▶ _PAGE TEXT_:
Start of Block
At the close of yesterday's show, Glenn Beck offered a preview of the next step of his plan to slash the federal budget and turn the government into the bathtub-drownable nonentity of Grover Norquist's dreams: “Tomorrow ... we abolish the Department of Education.”
But here's the thing -- eliminating the Department of Education will do essentially nothing to reduce federal spending.
The Department of Education has long been a bête noir for conservatives who see it as an unconstitutional emblem of big-government excess. Republican candidates for national office, going back to Ronald Reagan in 1980, have burnished their small-government bona fides with pledges to abolish Education. And yet, despite all those promises, Education remains.
But since Beck is getting ready to tilt at the Education windmill once again, let's go ahead and get the truth out there right now. According to the Center on Budget and Policy Priorities, education accounted for two percent of all federal spending in 2008, about $30 billion.
Two percent.
Obama has increased education spending somewhat, but not nearly enough to alter that percentage in any meaningful way.
The reality of the situation is that the contours of federal spending and the budget-cutting appetite of the American public and Congress make it unlikely that cuts alone will reduce the deficit and balance the budget. But that's immaterial to Beck, who lives in a fiscal fantasyland where the nation's budgetary woes can be resolved with conservative pipe dreams like privatizing Medicare and eliminating Cabinet departments.
End of Block
Reproduce the part of the commentary on abolishing the Department of Education starting at "But here's the" and ending at "Two percent.".

Image point grounding data
Start of Block
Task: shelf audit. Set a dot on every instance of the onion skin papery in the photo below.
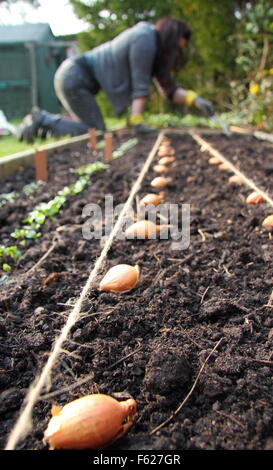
(120, 278)
(166, 160)
(236, 179)
(160, 182)
(255, 198)
(268, 222)
(144, 230)
(224, 167)
(165, 151)
(90, 422)
(160, 169)
(152, 199)
(215, 161)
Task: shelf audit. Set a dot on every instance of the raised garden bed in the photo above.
(153, 343)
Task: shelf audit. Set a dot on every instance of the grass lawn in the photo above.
(10, 145)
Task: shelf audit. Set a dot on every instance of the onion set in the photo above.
(215, 161)
(144, 230)
(236, 179)
(268, 222)
(160, 181)
(152, 199)
(160, 169)
(166, 160)
(255, 198)
(90, 422)
(165, 151)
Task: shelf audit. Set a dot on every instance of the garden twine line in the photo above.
(24, 422)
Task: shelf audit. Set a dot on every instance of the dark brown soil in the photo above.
(150, 343)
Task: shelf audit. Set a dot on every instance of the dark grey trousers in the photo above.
(75, 89)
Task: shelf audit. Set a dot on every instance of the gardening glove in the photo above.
(205, 106)
(136, 123)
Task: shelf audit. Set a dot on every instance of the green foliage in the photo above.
(212, 23)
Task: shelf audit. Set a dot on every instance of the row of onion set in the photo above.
(96, 421)
(254, 197)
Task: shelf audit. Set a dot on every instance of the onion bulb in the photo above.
(236, 179)
(255, 198)
(144, 230)
(166, 160)
(268, 222)
(120, 278)
(160, 169)
(224, 167)
(152, 199)
(90, 422)
(160, 182)
(165, 151)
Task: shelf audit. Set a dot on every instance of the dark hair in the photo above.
(169, 32)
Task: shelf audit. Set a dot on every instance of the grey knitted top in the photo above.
(123, 66)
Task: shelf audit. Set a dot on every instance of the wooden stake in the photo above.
(93, 138)
(108, 139)
(41, 165)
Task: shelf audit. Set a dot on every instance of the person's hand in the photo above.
(205, 106)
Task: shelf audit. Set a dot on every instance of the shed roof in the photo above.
(27, 32)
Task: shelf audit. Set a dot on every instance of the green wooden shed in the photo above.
(29, 57)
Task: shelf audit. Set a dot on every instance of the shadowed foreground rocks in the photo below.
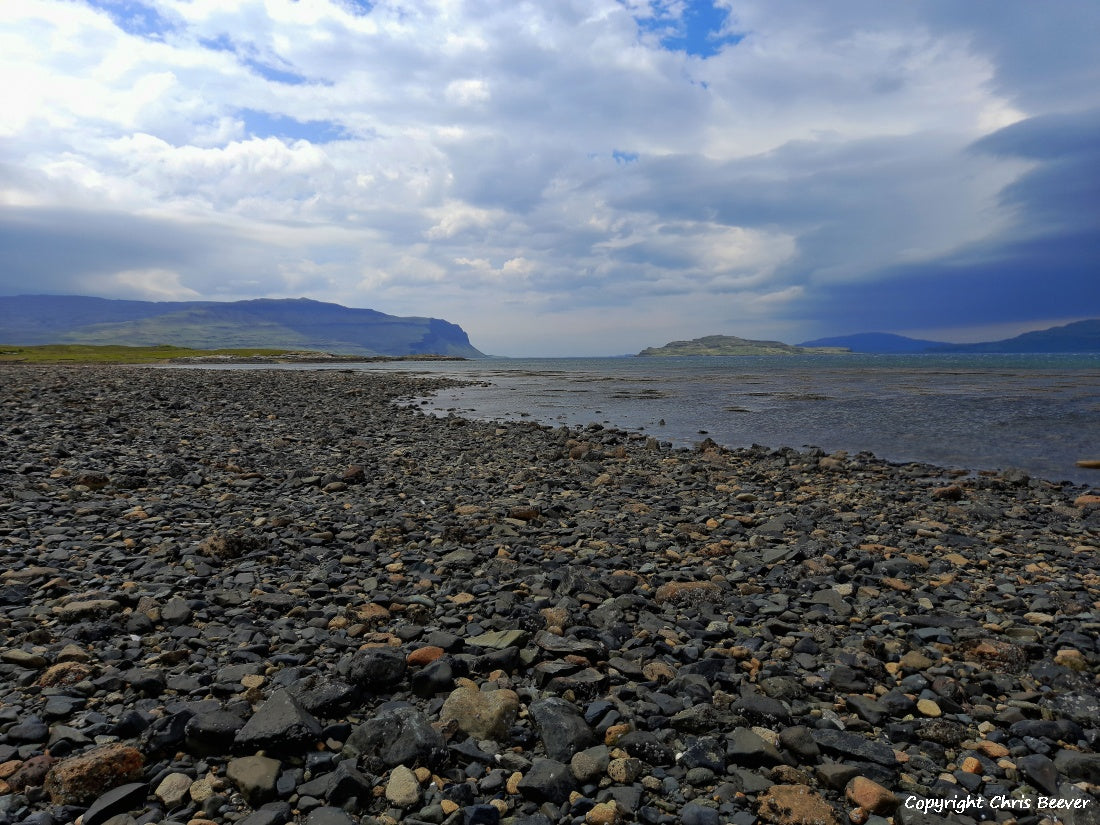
End of Block
▶ _TASK ANSWER_:
But here's the thing -- eliminating the Department of Education will do essentially nothing to reduce federal spending.
The Department of Education has long been a bête noir for conservatives who see it as an unconstitutional emblem of big-government excess. Republican candidates for national office, going back to Ronald Reagan in 1980, have burnished their small-government bona fides with pledges to abolish Education. And yet, despite all those promises, Education remains.
But since Beck is getting ready to tilt at the Education windmill once again, let's go ahead and get the truth out there right now. According to the Center on Budget and Policy Priorities, education accounted for two percent of all federal spending in 2008, about $30 billion.
Two percent.